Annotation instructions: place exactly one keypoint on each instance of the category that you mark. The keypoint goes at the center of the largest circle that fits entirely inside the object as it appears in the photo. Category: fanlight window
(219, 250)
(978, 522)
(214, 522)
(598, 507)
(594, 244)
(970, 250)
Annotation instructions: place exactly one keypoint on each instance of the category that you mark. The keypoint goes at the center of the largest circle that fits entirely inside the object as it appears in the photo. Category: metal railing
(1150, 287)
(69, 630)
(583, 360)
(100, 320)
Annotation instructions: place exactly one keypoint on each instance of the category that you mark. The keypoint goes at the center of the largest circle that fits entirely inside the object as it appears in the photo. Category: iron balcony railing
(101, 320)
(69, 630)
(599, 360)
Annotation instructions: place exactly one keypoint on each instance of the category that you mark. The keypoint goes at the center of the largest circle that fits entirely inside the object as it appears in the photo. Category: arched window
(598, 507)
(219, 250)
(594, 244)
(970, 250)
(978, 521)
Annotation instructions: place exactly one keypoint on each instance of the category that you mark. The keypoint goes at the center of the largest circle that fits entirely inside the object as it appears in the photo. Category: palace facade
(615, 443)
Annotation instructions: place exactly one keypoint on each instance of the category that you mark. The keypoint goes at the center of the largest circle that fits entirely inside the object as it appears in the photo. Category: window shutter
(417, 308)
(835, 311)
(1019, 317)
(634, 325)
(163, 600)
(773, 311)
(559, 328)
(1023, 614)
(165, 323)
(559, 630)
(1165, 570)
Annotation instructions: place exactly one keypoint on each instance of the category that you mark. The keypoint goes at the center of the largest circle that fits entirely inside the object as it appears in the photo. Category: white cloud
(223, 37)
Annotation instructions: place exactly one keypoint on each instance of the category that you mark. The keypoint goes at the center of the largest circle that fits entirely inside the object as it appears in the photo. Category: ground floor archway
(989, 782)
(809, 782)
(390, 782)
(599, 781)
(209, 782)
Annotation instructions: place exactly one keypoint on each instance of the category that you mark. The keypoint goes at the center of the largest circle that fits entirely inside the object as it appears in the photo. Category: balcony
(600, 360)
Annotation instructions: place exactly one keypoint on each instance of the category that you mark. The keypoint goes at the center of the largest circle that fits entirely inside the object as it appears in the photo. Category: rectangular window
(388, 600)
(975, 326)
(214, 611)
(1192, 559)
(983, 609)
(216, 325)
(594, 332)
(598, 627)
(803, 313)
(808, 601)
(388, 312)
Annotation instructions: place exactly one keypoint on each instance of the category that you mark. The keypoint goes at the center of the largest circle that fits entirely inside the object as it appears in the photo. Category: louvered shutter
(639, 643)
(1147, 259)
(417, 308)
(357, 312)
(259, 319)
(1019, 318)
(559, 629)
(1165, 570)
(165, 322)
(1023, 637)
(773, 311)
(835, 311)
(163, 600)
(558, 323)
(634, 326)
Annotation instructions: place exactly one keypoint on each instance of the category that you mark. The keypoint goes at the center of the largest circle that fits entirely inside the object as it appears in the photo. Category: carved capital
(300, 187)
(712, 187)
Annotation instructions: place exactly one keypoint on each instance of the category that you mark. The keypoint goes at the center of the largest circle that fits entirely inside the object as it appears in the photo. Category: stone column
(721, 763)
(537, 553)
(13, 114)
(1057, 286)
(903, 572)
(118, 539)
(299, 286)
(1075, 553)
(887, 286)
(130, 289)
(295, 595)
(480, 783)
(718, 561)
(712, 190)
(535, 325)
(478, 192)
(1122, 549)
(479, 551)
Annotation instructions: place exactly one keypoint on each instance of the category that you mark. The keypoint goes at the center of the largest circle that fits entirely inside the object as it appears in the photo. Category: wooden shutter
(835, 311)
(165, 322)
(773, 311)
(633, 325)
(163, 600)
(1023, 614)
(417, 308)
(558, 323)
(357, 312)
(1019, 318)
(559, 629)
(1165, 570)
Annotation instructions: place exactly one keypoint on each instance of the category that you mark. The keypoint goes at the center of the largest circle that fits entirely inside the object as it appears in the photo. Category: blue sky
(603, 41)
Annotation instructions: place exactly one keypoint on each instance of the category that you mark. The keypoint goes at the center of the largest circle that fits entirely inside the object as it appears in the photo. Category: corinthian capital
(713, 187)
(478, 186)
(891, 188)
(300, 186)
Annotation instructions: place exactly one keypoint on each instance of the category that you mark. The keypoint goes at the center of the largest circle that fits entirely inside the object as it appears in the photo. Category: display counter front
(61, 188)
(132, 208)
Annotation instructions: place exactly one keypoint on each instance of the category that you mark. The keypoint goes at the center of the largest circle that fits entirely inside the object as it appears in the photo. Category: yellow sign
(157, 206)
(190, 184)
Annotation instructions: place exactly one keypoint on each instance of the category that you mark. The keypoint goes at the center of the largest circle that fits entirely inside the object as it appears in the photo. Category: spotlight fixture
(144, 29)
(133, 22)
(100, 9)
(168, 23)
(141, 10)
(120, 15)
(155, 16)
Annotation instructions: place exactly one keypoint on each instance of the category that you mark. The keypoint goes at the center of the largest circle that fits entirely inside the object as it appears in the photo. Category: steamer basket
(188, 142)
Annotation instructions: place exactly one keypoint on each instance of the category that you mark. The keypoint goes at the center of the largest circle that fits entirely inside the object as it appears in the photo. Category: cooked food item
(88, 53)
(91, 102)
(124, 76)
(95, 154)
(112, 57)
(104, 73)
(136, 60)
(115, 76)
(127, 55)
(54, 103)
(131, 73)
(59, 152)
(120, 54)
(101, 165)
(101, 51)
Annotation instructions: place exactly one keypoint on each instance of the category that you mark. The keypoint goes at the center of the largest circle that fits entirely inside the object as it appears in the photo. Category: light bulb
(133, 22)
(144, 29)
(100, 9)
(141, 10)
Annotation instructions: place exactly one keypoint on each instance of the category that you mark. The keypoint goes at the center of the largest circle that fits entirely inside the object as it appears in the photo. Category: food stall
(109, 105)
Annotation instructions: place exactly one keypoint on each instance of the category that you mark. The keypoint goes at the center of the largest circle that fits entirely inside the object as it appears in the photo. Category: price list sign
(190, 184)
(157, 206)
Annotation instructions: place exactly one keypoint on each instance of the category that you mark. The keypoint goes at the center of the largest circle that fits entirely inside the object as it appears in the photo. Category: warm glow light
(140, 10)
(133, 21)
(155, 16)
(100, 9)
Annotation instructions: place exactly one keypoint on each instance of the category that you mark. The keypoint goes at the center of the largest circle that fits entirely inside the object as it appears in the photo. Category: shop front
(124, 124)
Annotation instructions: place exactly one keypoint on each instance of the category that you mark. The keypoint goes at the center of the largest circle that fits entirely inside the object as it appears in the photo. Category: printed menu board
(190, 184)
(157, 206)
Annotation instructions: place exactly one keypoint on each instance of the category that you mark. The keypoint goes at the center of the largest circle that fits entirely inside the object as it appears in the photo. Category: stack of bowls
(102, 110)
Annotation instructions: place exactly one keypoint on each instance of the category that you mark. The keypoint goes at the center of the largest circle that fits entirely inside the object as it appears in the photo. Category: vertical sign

_Task prompt_
Set all the data down again, exactly as it reads above.

_Completed task_
Annotation instructions: place exactly one keypoint on each instance of the category that you mark. The keypoint goes at the center of the largest circle that fits entirely inside the object as it appears in the photo. Category: fanlight window
(219, 250)
(978, 522)
(214, 522)
(598, 507)
(594, 244)
(970, 250)
Annotation instructions: place exactly one keypoint on each instance of the category that you mark. The keypoint goes at the center of the largest circle that fits entirely inside the object as it appears in the photo. Category: metal railing
(1150, 287)
(69, 630)
(583, 360)
(100, 320)
Annotation instructions: place exactly one keypoint on each instance of the category that you mark. The keypoint goes at the center of the largest circle that fits entirely inside the object as it appears in the photo. Category: iron balcony railing
(101, 320)
(69, 630)
(599, 360)
Annotation instructions: place exactly one keypoint on each instance of the category that you mark. The keypoint goes at the center of the largest circle that fits entirely inside the object as it appears in the photo. Category: arched window
(598, 507)
(219, 250)
(594, 244)
(970, 250)
(978, 521)
Annotation instructions: place exactly one keypoint on each instance of the category that you mark. The keypoint goes at the center of the largest circle that fits entirely inside the object as it appears in the photo. Category: palace facade
(615, 443)
Annotation instructions: place exactly one keypoint on each instance of the category that you mark. The keypoint goes at the center of the largest circle that fits entirely inside the object as it appears in the photo. Category: window shutter
(417, 308)
(835, 311)
(1019, 317)
(634, 325)
(163, 600)
(773, 311)
(559, 328)
(1023, 614)
(165, 323)
(559, 630)
(1165, 570)
Annotation instructions: place exactly one keypoint on each instance of the category that you mark. The keypoint goes at the center of the largest circle that fits entirely inside the object as it appears in the photo. Category: white cloud
(223, 37)
Annotation instructions: place exactly one keypoint on each instance of the category that you mark. The keypoint goes at the center of the largest circle that fits entirely inside the object as it appears in the photo. Category: ground floor archway
(989, 782)
(809, 782)
(390, 782)
(599, 781)
(209, 782)
Annotation instructions: place exactly one keypoint on each instance of the category that you mark. The keypoint goes at the center of the largest circle that fits entirely inside the object as it appears in the photo. Category: balcony
(600, 360)
Annotation instructions: place exactly one keypoint on each instance of the category that you mark. The keypoint goes at the center of the largest circle that fits entirely inside the object as it appears in the photo. Category: rectangular window
(388, 600)
(975, 326)
(214, 611)
(1192, 559)
(983, 609)
(216, 325)
(594, 332)
(598, 627)
(803, 313)
(808, 601)
(388, 312)
Annotation instructions: place exactly one keypoint on each instance of the category that you mark. The keypoint goes at the center of the largest circle that fits entirely inside the object as it appears in the photo. Category: louvered shutter
(639, 643)
(1147, 259)
(417, 308)
(357, 312)
(259, 319)
(1019, 318)
(559, 629)
(1165, 570)
(165, 322)
(1023, 637)
(773, 311)
(835, 311)
(163, 600)
(558, 323)
(634, 326)
Annotation instructions: place exactly one keypoint on each instance of the category that you mark. The keypoint goes at the center of the largest circle that fits entirely inside the object as it appears in the photo. Category: carved capital
(300, 187)
(712, 187)
Annotation instructions: place exactly one keypoint on each instance of the category that you mark. The keypoint goes at the center of the largest circle that fits entirely inside the object as it appears in the photo. Category: stone column
(721, 763)
(537, 553)
(13, 114)
(1057, 286)
(903, 572)
(118, 539)
(299, 286)
(1075, 553)
(887, 286)
(130, 289)
(295, 595)
(480, 783)
(718, 561)
(712, 190)
(535, 325)
(478, 192)
(1122, 549)
(479, 551)
Annotation instructions: place exactly one keypoint on each instance of the category that you mark. The keypoint goes at the center of the largest circle that fits entirely inside the object as it appears in the photo. Category: wooden shutter
(835, 311)
(165, 322)
(773, 311)
(633, 325)
(163, 600)
(1023, 614)
(417, 308)
(558, 323)
(357, 312)
(1019, 318)
(559, 629)
(1165, 570)
Annotation instructions: place exactly one keypoint on each instance of the category that you mark. The keypoint goes at the center of the largest circle that fits entirely inside the object as it appears in the photo. Category: blue sky
(603, 41)
Annotation instructions: place exactly one keypoint on each instance of the category that you mark. The keypoint goes at the center of the largest circle that fits entirely inside the object as it appears in the photo. Category: corinthian capital
(713, 187)
(478, 186)
(891, 188)
(300, 186)
Annotation instructions: place exactly one keypoint on each instance of the category that you mark. The keypoint goes at the center of the largest circle that fits entirely inside the object as it appears in the photo. Category: display counter front
(61, 188)
(132, 208)
Annotation instructions: place exactly one keypoint on each instance of the category that you mark. The keypoint goes at the center of the largest circle that fits entirely inside the object as it appears in the photo. Category: yellow sign
(157, 206)
(190, 184)
Annotation instructions: place exactly one keypoint on each instance of the category that you mark. The keypoint goes at the center of the largest circle that fits entirely inside the object as it appears in the photo. Category: spotlight fixture
(144, 29)
(133, 22)
(100, 9)
(168, 23)
(141, 10)
(120, 15)
(155, 16)
Annotation instructions: place exactly one keypoint on each instance of the category that you mark. The keypoint goes at the center of the largest circle that fits entirely inside the object as it appears in the photo. Category: steamer basket
(188, 142)
Annotation instructions: place exactly one keypoint on each instance of the category that you mark. The keypoint goes at the center of the largest circle that fits entirely inside the object as it appears in the photo. Category: cooked food item
(88, 53)
(91, 102)
(124, 76)
(95, 154)
(112, 57)
(104, 73)
(136, 60)
(115, 76)
(127, 55)
(54, 103)
(131, 73)
(59, 152)
(120, 54)
(101, 165)
(101, 51)
Annotation instructions: place exactly one keypoint on each instance of the category that you mark. The keypoint goes at the center of the largest circle that fits entirely inside the object as it appears in the photo. Category: light bulb
(133, 22)
(144, 29)
(100, 9)
(141, 10)
Annotation instructions: place exactly one keypoint on each instance of the category that you mark. The keypoint goes at the center of the largest circle that fits entirely inside the object as it appears in the photo. Category: food stall
(109, 105)
Annotation instructions: place exactly one keypoint on each instance of the category that you mark. The keypoint goes at the center of the largest circle that fits entirely inside the object as it appears in the photo. Category: price list sign
(190, 184)
(157, 206)
Annotation instructions: place exactly one keypoint on each instance of the category that you mark. The keypoint goes at the center of the largest circle that fits entirely inside the object as it appears in the photo. Category: warm glow light
(140, 10)
(133, 21)
(155, 16)
(100, 9)
Annotation instructions: place exactly one keypoint on each instance of the category that you mark. The keypoint goes at the center of the largest circle that fits entirely inside the object as it appears in the photo. Category: shop front
(124, 124)
Annotation instructions: place exactly one keypoint on each instance of the category that you mark. The keypoint goes at the center of the largest circle that fits entirely inside the object as it appears in the photo. Category: printed menu board
(190, 184)
(157, 206)
Annotation instructions: place exactly one keypoint on each instance of the category that you mark. The keypoint goes at the center of the largest circle that fits entirely inside the object as it appears in the photo. Category: stack of bowls
(102, 110)
Annotation instructions: place exactly one keypoint on each instance of the category that you mark. The keypoint goes at the center of the largest circle that fits entirely inside the object as it appears in the photo. Category: vertical sign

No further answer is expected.